[Source passage — start]
The Venn Diagram.

Sometimes it is so satisfying to compartmentalize. How do I define myself and what I am about? Where do these things overlap and where are they distinct? And as a grad student in science with a baby on the way, this particular Venn diagram probably comprises 90% of my head space.

Little V has been cooking for almost 34 weeks now (!) and I’m both excited and terrified to discover how this baby changes, well, everything? In addition to being a science grad, I’m a wife of almost 5 years to husband J, lover of big city living, and at times, casually creative (an enthuastic but range-limited karaoke singer and recent owner of a sewing machine). I can trend a tad anxious/obsessive- a character I’ll play occasionally to frequently that Therapist M and I affectionately refer to as “my anxious self” (MAS). I hear many new parents discover they have an “anxious self” as well, so I figure I’m already a step ahead in that area.
[Source passage — finish]
■ **To do**:
1. In the Venn diagram post, for how many weeks has Little V been cooking?
2. Name every person the Venn diagram post refers to by an initial.
3. Write the next paragraph of the Venn diagram post, picking up after its final sentence.
[Data below — start]
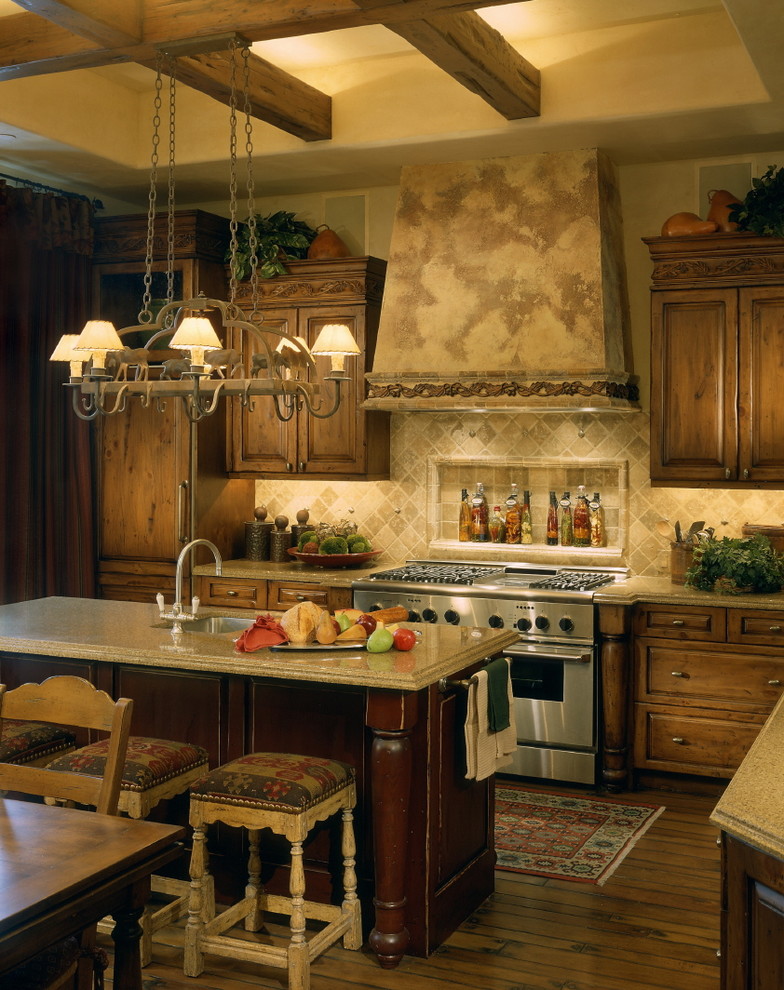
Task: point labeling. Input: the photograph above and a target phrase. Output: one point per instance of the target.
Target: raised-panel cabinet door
[Data below — finish]
■ **Answers**:
1. Almost 34 weeks.

2. Little V, J, and Therapist M.

3.
I feel like being a scientist has, in some ways, prepared me for this baby. I think this is where these 2 compartments interesect. I already know my way around strange sleep schedules. And no scientist is a stranger to the maddening frustration when NOTHING seems to be working (your baby just won’t sleep/poop/eat/behave the way you envision). Then there are those rare “Champagne time!” moments when experiments come together or grants come through and you are in awe of how your dissertation/project/experiment (baby) has advanced to the next level. But science, thankfully, has little tolerance for subjectivity and emotion in its method. It demands cold-hard data and rigorous controls. And the whole parenting thing, where instinct and hormones rule, seems so very disparate from the scientific way of thinking. I can’t wait to see how these two worlds blend- and don’t- in the next year ahead.